··· SOURCE EXCERPT

In short, this is the way the films come to me, and this approach is
directly related to the way my characters view the world.
In Adoration there
are two main characters. Simon is an orphaned 16-year-old who is trying
to understand who his parents were. Denied the truth about his parents
by a grandfather who views his mother—the
grandfather’s daughter—as an angel and his father as a
monster who might have been responsible for the “accident” which
claimed their lives, Simon resorts to an extreme re-imagining of their
narrative. Eventually he takes this story—drawn from an actual
news event about an aborted terrorist attack—and posts it on
the internet, leading to unexpected results.
The other central character
is Sabine, the French and Drama teacher at Simon’s school. It is Sabine who encourages Simon to develop
this imaginary character as a drama exercise, but her motivations are
complex. She has a long and hidden relationship with Simon’s
family, and this suppressed obsession becomes the motivation for the
film’s action. While Simon can never understand why Sabine is
so insistent in urging him to go further and further in his personal
exploration, the viewer gradually absorbs the intricate sequence of
events that have led to her actions.

······

• WRITTEN TASKS
1. Which of Simon's relatives does the Adoration excerpt mention? List each one.
2. In the records, swap "foliage" for "leaves" across the stretch from the line containing "Identify one point on each instance of the green" through the end of the records. Leave everything else unchanged, and return only that stretch.

··· EXERCISE MATERIAL

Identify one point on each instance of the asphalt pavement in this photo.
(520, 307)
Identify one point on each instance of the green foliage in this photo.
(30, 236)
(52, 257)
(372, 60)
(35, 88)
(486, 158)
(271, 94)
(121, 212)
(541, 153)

······

• PER-TASK ANSWERS
1.
- his mother
- his father
- his grandfather

2.
Identify one point on each instance of the green leaves in this photo.
(30, 236)
(52, 257)
(372, 60)
(35, 88)
(486, 158)
(271, 94)
(121, 212)
(541, 153)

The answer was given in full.